**Task**
Every line must be returned precisely as it is written.

**Record extracts**
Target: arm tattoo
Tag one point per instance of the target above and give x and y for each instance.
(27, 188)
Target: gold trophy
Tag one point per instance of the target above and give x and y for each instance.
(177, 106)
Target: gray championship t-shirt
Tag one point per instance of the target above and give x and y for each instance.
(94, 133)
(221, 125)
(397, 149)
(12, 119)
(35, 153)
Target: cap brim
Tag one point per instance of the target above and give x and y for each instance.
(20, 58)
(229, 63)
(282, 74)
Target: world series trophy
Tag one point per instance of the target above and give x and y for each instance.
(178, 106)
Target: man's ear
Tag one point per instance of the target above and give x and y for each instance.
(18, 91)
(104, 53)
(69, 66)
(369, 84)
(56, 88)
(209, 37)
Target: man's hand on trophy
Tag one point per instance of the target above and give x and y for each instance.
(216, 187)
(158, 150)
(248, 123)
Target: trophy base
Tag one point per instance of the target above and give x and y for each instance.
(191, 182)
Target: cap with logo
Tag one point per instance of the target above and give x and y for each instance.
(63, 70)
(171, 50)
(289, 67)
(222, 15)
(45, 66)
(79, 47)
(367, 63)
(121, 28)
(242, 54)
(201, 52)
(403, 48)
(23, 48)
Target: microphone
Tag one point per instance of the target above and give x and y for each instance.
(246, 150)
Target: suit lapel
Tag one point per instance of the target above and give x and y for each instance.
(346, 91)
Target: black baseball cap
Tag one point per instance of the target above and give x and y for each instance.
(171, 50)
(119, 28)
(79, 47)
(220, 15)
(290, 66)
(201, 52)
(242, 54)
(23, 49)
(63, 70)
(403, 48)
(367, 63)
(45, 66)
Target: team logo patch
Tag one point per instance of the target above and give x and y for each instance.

**Answer to this exercise**
Target: arm tattoo
Tag one point per instance of the target above and give x and y for each instance.
(27, 188)
Target: gold trophy
Tag one point per instance of the target above and give x and y for each instance.
(177, 106)
Target: gray championship t-shirt
Tag one point per instance of the target above and give x and y for each instance.
(94, 133)
(221, 125)
(397, 149)
(12, 119)
(35, 153)
Target: cap brim
Tag one point per instance of the target above and give x and y for each instance.
(20, 58)
(229, 63)
(282, 74)
Target: world series trophy
Tag one point per instance of the target above and give x and y for each instance.
(178, 106)
Target: man's ear
Tag one point per instance of the target above and give x and y for each instance.
(18, 91)
(104, 53)
(69, 66)
(369, 84)
(56, 88)
(209, 37)
Target: man's hand on trophy
Tag one point per instance of the target above and give x and y for each instance.
(216, 187)
(158, 150)
(248, 123)
Target: trophy base
Tag one point per instance of the target above and give x and y for each instance.
(191, 182)
Target: cap with logo
Tag one point per instance of the target above and give x and y for each instance.
(63, 70)
(171, 50)
(289, 67)
(222, 15)
(45, 66)
(79, 47)
(367, 63)
(121, 28)
(242, 54)
(201, 52)
(403, 48)
(23, 48)
Target: microphone
Tag one point per instance of the target above and give x and y for each instance.
(246, 150)
Target: suit lapel
Tag one point per instance of the target above and give x and y for each instance.
(346, 91)
Target: black baseball cap
Tag one point per instance of the target above and give x and y for each instance.
(171, 50)
(119, 28)
(79, 47)
(220, 15)
(290, 66)
(201, 52)
(242, 54)
(23, 49)
(63, 70)
(403, 48)
(367, 63)
(45, 66)
Target: team logo patch
Tag one point per instance of the target above and give x and y for each instance.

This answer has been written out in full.